▸ What is expected:
Extract from the listing below every line that contains the string "metal".

▸ Information shown:

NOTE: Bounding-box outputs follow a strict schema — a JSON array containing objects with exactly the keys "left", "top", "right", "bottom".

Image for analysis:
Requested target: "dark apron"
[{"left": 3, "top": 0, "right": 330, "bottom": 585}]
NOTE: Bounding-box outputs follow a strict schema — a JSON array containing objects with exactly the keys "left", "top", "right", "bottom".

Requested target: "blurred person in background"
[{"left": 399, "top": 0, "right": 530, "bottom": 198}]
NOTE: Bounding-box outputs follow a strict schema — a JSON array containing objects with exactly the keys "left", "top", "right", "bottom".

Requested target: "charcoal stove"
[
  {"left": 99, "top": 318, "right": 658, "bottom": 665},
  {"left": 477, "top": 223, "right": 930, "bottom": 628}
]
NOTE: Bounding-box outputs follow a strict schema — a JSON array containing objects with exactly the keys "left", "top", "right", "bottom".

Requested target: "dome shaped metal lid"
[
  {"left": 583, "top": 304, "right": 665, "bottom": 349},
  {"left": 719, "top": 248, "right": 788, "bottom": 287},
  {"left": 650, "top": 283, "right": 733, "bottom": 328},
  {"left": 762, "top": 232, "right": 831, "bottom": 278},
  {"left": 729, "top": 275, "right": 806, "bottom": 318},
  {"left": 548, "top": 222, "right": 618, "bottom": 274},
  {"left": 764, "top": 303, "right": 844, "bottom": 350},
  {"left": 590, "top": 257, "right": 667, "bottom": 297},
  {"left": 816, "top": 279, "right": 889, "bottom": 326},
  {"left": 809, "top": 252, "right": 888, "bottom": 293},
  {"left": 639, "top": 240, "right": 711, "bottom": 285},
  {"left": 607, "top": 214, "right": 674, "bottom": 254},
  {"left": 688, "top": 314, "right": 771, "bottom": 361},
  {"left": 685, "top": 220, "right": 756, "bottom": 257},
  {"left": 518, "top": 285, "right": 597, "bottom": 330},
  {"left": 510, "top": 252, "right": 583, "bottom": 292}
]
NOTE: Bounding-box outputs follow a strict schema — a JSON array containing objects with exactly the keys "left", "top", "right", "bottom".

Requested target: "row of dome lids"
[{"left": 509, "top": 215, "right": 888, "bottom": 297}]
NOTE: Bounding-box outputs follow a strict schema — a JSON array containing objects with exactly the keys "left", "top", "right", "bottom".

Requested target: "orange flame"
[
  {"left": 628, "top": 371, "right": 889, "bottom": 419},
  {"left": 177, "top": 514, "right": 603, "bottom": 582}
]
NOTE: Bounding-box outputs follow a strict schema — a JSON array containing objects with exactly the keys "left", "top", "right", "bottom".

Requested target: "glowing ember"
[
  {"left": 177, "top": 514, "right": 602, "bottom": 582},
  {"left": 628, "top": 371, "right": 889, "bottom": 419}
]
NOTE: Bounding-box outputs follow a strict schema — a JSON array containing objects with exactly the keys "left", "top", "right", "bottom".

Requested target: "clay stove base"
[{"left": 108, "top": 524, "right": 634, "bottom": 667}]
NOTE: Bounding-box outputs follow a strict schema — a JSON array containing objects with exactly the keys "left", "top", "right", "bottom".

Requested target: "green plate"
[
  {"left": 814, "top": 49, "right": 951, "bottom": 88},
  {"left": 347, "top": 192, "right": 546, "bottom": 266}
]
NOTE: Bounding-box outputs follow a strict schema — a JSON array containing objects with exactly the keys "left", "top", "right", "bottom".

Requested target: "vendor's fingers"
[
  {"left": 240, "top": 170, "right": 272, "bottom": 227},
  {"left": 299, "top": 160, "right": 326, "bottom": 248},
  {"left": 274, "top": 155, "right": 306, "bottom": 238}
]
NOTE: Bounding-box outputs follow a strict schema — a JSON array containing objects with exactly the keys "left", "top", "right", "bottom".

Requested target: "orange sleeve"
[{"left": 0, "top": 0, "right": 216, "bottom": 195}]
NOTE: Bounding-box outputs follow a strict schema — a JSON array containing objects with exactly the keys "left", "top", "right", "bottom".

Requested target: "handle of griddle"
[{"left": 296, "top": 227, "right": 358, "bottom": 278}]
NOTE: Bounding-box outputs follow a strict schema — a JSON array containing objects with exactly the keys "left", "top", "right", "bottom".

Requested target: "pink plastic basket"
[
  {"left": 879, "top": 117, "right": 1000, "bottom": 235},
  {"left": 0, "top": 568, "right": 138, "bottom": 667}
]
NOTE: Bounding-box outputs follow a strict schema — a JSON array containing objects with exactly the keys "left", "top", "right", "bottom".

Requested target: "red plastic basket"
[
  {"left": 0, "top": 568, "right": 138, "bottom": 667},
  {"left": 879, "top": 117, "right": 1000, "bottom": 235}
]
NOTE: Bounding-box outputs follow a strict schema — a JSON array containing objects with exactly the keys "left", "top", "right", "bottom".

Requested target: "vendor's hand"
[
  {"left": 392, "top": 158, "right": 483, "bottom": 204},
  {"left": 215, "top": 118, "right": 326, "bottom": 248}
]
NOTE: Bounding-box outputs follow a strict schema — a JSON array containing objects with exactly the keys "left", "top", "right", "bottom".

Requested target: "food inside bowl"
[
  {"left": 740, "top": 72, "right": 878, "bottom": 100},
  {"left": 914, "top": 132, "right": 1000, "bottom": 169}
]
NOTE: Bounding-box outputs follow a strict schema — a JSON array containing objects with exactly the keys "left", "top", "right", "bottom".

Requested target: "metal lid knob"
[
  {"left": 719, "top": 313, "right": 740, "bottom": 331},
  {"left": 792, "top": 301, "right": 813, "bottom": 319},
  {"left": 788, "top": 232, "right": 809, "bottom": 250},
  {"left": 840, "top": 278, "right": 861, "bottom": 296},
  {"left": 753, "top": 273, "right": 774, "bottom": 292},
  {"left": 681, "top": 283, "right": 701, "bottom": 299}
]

▸ Full answer:
Requested target: "dome shaped metal lid"
Requested target: "metal lid knob"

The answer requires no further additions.